> **Input material**:
-*-
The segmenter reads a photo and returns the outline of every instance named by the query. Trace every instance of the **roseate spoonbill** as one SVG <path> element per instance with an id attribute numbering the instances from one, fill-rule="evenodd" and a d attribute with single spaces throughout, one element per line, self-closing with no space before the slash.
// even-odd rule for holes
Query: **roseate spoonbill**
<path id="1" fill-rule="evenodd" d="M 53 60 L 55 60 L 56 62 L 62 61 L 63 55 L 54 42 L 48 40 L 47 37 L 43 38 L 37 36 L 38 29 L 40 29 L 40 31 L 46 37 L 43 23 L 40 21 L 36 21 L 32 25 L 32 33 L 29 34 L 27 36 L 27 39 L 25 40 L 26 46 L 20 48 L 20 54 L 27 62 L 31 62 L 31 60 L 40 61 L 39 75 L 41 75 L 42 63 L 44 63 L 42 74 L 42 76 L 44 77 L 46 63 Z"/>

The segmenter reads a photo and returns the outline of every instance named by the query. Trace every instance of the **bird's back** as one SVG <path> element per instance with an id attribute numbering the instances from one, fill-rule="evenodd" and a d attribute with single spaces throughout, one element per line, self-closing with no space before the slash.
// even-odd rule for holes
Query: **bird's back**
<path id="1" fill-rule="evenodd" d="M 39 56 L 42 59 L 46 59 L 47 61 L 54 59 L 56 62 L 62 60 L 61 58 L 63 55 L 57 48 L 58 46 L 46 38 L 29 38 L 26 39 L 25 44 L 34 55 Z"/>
-*-
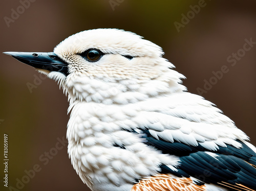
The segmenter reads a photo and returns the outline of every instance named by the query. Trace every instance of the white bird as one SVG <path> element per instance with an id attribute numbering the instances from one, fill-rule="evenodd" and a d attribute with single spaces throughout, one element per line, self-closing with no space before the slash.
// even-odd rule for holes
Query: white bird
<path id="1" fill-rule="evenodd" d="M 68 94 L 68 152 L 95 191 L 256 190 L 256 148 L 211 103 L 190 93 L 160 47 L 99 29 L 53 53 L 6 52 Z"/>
-*-
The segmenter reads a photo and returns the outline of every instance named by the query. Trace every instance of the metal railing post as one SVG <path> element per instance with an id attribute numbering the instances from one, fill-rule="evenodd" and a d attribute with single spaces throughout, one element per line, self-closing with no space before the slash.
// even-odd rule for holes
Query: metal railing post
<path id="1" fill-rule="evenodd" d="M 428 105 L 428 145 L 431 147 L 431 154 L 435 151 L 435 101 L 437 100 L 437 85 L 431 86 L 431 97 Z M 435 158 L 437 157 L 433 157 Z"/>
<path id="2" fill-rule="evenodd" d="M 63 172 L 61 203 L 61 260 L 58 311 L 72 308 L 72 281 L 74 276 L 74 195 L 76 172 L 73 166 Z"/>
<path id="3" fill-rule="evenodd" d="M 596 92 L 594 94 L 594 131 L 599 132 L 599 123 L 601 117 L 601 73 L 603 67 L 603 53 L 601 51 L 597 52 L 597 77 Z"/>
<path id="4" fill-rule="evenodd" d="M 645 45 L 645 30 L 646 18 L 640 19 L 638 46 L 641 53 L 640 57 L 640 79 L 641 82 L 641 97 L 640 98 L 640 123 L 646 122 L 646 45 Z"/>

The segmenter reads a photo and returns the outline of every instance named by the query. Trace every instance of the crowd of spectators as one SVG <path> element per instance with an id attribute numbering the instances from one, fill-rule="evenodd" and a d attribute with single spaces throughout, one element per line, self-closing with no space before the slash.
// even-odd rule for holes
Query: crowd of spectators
-*-
> **Request**: Copy the lines of the material above from the line with "of the crowd" up to and including the line with "Query: crowd of spectators", word for word.

> **Complete output**:
The segmenter reads a photo and returns the outline of every instance named by the query. Trace every instance of the crowd of spectators as one SVG <path> element per instance with an id attribute numbering the instances from one, fill-rule="evenodd" and a d attribute with single spaces throughout, one element per line, self-closing with no space before the slash.
// even-odd rule for holes
Query: crowd of spectators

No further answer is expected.